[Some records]
________________________
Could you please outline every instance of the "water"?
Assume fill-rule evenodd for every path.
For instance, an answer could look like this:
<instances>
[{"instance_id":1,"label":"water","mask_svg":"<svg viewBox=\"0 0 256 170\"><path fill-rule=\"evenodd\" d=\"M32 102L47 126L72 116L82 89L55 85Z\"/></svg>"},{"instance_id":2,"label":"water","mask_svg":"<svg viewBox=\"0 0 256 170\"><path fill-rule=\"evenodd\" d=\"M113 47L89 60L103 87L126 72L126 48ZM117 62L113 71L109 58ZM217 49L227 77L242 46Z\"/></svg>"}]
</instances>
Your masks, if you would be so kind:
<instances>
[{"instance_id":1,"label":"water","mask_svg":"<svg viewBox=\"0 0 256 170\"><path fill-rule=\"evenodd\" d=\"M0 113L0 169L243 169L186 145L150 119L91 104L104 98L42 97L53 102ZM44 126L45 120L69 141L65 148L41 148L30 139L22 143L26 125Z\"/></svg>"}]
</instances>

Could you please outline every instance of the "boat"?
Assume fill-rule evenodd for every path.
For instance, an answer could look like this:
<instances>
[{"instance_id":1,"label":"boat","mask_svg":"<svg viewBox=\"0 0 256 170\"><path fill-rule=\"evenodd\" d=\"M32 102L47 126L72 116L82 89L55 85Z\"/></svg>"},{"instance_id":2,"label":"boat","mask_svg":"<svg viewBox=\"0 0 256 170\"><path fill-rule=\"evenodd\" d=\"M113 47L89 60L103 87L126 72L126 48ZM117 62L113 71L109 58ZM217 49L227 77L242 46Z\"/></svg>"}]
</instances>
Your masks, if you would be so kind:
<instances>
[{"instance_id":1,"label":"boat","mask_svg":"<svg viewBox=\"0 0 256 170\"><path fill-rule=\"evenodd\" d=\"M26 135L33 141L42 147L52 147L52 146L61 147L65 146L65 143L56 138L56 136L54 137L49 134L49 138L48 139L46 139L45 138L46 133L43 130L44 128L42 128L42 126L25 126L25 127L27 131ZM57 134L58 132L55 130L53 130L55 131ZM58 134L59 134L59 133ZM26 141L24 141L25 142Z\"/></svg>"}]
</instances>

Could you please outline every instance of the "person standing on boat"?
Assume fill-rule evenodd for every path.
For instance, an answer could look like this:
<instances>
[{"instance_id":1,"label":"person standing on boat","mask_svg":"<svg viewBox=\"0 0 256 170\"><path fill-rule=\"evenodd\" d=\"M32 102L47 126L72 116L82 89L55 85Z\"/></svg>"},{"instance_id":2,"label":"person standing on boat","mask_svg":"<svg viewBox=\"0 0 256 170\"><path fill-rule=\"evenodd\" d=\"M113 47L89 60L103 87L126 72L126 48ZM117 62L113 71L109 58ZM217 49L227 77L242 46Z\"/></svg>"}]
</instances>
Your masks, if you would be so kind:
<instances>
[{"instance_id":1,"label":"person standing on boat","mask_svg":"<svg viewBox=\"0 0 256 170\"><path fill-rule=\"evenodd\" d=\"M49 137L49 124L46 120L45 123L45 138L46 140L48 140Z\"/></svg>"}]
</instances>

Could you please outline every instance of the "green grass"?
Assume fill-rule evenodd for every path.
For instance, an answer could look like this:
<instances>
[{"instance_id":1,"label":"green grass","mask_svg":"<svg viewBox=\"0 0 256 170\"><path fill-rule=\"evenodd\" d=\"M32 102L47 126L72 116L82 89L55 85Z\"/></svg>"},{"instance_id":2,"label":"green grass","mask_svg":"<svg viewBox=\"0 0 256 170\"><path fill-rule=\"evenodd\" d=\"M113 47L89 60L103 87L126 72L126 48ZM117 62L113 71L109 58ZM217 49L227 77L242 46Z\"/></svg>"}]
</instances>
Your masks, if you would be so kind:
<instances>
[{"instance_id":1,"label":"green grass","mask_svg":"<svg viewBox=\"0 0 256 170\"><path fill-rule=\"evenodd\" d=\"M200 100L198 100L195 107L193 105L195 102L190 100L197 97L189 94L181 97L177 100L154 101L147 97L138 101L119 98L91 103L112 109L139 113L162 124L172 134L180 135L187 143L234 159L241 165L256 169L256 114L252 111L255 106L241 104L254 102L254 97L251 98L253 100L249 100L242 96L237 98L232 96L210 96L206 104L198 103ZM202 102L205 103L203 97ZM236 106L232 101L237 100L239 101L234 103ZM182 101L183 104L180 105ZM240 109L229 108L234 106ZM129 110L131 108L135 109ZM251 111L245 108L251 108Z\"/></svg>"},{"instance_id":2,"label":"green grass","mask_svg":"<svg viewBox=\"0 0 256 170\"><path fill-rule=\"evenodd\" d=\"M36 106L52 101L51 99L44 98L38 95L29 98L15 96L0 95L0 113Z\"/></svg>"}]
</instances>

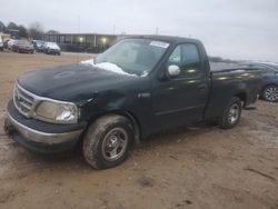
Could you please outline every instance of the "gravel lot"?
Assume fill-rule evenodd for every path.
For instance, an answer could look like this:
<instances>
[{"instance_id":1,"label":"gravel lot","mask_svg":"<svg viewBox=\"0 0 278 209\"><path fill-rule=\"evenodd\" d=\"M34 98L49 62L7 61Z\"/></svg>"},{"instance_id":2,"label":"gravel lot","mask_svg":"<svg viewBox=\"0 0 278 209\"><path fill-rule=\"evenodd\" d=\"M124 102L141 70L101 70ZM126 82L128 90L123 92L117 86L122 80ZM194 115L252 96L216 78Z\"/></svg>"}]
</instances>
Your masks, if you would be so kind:
<instances>
[{"instance_id":1,"label":"gravel lot","mask_svg":"<svg viewBox=\"0 0 278 209\"><path fill-rule=\"evenodd\" d=\"M0 52L0 126L16 78L86 60ZM232 130L183 128L145 140L97 171L80 151L34 155L0 130L0 208L278 208L278 103L259 101Z\"/></svg>"}]
</instances>

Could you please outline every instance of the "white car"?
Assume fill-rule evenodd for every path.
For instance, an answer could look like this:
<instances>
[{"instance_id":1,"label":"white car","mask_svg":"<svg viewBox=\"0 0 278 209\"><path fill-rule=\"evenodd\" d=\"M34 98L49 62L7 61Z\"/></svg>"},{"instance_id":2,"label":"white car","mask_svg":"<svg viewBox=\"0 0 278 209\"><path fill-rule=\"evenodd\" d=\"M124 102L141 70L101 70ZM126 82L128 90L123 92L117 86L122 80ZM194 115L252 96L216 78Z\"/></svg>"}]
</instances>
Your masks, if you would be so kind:
<instances>
[{"instance_id":1,"label":"white car","mask_svg":"<svg viewBox=\"0 0 278 209\"><path fill-rule=\"evenodd\" d=\"M44 43L44 53L60 56L61 49L56 42L46 42Z\"/></svg>"},{"instance_id":2,"label":"white car","mask_svg":"<svg viewBox=\"0 0 278 209\"><path fill-rule=\"evenodd\" d=\"M0 51L3 51L3 39L1 36L0 36Z\"/></svg>"}]
</instances>

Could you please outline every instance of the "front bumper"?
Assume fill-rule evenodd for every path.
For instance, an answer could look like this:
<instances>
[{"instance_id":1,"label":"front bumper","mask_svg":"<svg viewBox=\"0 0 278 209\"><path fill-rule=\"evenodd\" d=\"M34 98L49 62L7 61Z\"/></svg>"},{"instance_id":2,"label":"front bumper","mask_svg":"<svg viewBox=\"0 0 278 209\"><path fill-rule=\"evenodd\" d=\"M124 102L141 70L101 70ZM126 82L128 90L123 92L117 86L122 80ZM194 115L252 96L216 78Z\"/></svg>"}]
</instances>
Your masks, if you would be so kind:
<instances>
[{"instance_id":1,"label":"front bumper","mask_svg":"<svg viewBox=\"0 0 278 209\"><path fill-rule=\"evenodd\" d=\"M29 150L59 152L71 149L79 141L87 123L53 125L23 117L10 101L4 130Z\"/></svg>"}]
</instances>

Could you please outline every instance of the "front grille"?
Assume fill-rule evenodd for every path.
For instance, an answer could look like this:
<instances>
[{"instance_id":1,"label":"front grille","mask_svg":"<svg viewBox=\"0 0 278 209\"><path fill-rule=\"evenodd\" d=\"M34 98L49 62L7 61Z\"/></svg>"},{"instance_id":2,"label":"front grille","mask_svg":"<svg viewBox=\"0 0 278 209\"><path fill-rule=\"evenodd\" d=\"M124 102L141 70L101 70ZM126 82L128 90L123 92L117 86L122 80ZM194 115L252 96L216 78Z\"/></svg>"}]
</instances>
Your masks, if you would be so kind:
<instances>
[{"instance_id":1,"label":"front grille","mask_svg":"<svg viewBox=\"0 0 278 209\"><path fill-rule=\"evenodd\" d=\"M30 118L34 107L34 98L30 92L22 89L18 83L14 86L13 102L16 108L26 117Z\"/></svg>"}]
</instances>

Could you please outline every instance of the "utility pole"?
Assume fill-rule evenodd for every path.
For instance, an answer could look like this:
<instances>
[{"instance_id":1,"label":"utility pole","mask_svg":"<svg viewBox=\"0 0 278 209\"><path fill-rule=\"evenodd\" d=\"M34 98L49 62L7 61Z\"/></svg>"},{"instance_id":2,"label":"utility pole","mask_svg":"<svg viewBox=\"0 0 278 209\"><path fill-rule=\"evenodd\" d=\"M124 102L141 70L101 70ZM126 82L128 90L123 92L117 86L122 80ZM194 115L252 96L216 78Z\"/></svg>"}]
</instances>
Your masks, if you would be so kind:
<instances>
[{"instance_id":1,"label":"utility pole","mask_svg":"<svg viewBox=\"0 0 278 209\"><path fill-rule=\"evenodd\" d=\"M113 34L115 34L116 26L113 24Z\"/></svg>"},{"instance_id":2,"label":"utility pole","mask_svg":"<svg viewBox=\"0 0 278 209\"><path fill-rule=\"evenodd\" d=\"M156 34L158 34L158 27L156 28Z\"/></svg>"}]
</instances>

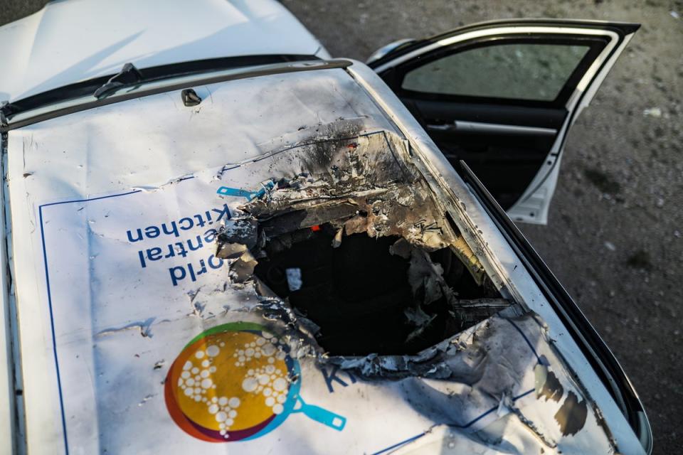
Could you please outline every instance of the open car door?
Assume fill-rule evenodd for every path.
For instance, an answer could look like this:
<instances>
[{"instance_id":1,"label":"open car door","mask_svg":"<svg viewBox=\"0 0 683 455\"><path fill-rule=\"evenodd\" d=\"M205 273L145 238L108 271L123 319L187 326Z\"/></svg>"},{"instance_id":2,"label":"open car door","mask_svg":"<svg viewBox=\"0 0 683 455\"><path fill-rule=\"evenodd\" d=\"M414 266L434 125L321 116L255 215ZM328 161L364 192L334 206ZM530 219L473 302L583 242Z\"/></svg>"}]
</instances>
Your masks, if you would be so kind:
<instances>
[{"instance_id":1,"label":"open car door","mask_svg":"<svg viewBox=\"0 0 683 455\"><path fill-rule=\"evenodd\" d=\"M639 27L495 21L403 41L369 65L510 218L545 224L569 128Z\"/></svg>"}]
</instances>

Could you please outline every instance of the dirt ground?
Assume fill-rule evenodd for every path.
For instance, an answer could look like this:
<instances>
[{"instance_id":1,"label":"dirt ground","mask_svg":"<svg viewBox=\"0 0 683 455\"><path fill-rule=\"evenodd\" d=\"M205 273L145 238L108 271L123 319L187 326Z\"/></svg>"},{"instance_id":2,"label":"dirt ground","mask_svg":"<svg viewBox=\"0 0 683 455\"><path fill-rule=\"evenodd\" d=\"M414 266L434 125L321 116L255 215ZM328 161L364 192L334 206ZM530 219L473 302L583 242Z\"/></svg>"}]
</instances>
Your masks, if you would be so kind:
<instances>
[{"instance_id":1,"label":"dirt ground","mask_svg":"<svg viewBox=\"0 0 683 455\"><path fill-rule=\"evenodd\" d=\"M0 0L0 24L43 1ZM683 0L283 0L334 56L511 17L642 27L572 129L547 226L521 228L640 392L655 453L683 444Z\"/></svg>"}]
</instances>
________________________
Work to complete - Print exactly the lines above, starting at the line that contains "Could you please outline every instance of the dirt" and ending with the last line of the records, both included.

Completed exercise -
Could you please outline every instance of the dirt ground?
Assume fill-rule evenodd for every path.
For instance, an answer could look like this:
<instances>
[{"instance_id":1,"label":"dirt ground","mask_svg":"<svg viewBox=\"0 0 683 455\"><path fill-rule=\"evenodd\" d=\"M205 273L145 238L108 271L123 319L187 326Z\"/></svg>"},{"instance_id":2,"label":"dirt ground","mask_svg":"<svg viewBox=\"0 0 683 455\"><path fill-rule=\"evenodd\" d=\"M414 266L434 125L321 116L255 215ZM328 161L364 192L334 206ZM530 219L473 302L583 242Z\"/></svg>"}]
</instances>
Your masks, if you would be so kind:
<instances>
[{"instance_id":1,"label":"dirt ground","mask_svg":"<svg viewBox=\"0 0 683 455\"><path fill-rule=\"evenodd\" d=\"M0 0L0 24L43 1ZM683 0L283 0L334 56L511 17L642 27L572 129L547 226L521 228L640 392L655 453L683 444Z\"/></svg>"}]
</instances>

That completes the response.